Thanks for the info. Been meaning to have a useful easy to refer to list of what ports are installed that can be emailed somewhere else regularly, and this has done the trick perfectly.


----------



## FKEinternet (Mar 6, 2018)

FWIW, I'm upgrading from 10.3 to 11.1, and both *pkg_version* and *pkg_info* result in "_Command not found_" errors.


----------



## tobik@ (Mar 6, 2018)

FKEinternet said:


> FWIW, I'm upgrading from 10.3 to 11.1, and both *pkg_version* and *pkg_info* result in "_Command not found_" errors.


This thread is from 2009. It's `pkg version` and `pkg info` now.


----------



## SirDice (Mar 6, 2018)

Both tools didn't exist on 10.x either.


----------



## FKEinternet (Mar 6, 2018)

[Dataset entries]

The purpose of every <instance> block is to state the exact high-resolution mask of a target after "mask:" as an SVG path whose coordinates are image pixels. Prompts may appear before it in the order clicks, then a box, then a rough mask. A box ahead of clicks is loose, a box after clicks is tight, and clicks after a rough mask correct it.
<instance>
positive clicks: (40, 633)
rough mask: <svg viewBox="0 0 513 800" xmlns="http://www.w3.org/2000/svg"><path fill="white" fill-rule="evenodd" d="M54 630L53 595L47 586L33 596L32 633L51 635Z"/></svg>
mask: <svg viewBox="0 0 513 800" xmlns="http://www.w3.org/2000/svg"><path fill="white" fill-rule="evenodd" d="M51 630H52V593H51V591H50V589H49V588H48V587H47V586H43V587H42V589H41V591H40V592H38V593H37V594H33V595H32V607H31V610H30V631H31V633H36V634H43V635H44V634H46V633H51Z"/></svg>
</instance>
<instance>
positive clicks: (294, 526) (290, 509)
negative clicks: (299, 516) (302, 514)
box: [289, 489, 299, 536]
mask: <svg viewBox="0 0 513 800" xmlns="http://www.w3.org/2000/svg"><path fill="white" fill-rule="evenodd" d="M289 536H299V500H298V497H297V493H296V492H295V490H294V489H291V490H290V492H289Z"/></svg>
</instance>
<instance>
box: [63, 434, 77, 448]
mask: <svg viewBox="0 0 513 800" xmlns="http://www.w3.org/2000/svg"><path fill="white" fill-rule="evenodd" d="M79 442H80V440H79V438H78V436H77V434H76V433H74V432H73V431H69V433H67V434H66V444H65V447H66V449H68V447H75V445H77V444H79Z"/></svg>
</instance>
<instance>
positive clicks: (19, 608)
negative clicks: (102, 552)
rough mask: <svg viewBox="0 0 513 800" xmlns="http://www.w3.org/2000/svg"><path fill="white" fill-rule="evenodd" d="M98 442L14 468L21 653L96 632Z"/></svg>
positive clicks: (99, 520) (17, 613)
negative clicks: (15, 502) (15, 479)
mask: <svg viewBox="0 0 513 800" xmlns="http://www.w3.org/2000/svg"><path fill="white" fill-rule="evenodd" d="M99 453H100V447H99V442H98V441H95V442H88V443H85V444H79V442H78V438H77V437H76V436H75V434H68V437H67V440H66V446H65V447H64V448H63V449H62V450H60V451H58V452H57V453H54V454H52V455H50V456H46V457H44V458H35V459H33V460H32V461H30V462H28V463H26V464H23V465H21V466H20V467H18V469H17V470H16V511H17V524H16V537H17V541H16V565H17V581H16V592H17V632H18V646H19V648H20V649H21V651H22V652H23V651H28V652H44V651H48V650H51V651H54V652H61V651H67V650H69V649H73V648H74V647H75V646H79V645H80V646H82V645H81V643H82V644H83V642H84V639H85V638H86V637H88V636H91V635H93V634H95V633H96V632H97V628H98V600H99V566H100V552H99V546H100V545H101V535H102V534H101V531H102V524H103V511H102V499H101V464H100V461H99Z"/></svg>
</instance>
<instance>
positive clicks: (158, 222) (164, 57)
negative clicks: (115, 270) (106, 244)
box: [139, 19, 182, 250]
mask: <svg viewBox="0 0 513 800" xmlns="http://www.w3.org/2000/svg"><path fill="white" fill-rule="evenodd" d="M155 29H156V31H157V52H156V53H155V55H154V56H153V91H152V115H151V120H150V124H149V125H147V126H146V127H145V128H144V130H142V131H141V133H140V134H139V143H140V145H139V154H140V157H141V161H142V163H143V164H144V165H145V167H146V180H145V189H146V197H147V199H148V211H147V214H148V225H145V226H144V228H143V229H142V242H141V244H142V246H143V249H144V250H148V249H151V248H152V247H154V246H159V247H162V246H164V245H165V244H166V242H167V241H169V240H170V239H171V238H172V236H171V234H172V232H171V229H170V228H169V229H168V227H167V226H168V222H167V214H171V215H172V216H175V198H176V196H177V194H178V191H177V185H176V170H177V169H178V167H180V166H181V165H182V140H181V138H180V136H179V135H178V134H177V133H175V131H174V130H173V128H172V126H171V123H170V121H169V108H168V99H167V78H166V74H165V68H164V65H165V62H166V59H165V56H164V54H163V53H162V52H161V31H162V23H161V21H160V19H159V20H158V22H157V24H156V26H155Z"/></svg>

» **Tasks to complete**:
1 > Based on the forum thread on package commands, state whether each statement below agrees with it: (a) FKEinternet is upgrading from 10.3 to 11.1; (b) tobik@ says the thread dates from 2009; (c) SirDice says both tools existed on 10.x. Answer yes or no for each, and quote the deciding words.
2 > Repeat word for word the passage of the forum thread on package commands that begins at the words "Thanks for the" and stops after "the trick perfectly.".
3 > Pick up the forum thread on package commands from where it stops, and continue it.

» **Expected outputs**:
1 >
(a) Yes: "I'm upgrading from 10.3 to 11.1"
(b) Yes: "This thread is from 2009."
(c) No: "Both tools didn't exist on 10.x either."

2 >
Thanks for the info. Been meaning to have a useful easy to refer to list of what ports are installed that can be emailed somewhere else regularly, and this has done the trick perfectly.

3 >
I did find a pointer to *pkg* in the mean time.  When this thread shows up in a search (which is how I found it), it will now have more useful information.  From somewhere else, the command I found to use is

*pkg query --all '%o %n-%v %R'*


----------



## tingo (Mar 6, 2018)

If one just want a list of installed packages (or ports) `# pkg info` will do that.


----------



## SirDice (Mar 6, 2018)

I would use `pkg version -vR` because this also tells me which packages need updating.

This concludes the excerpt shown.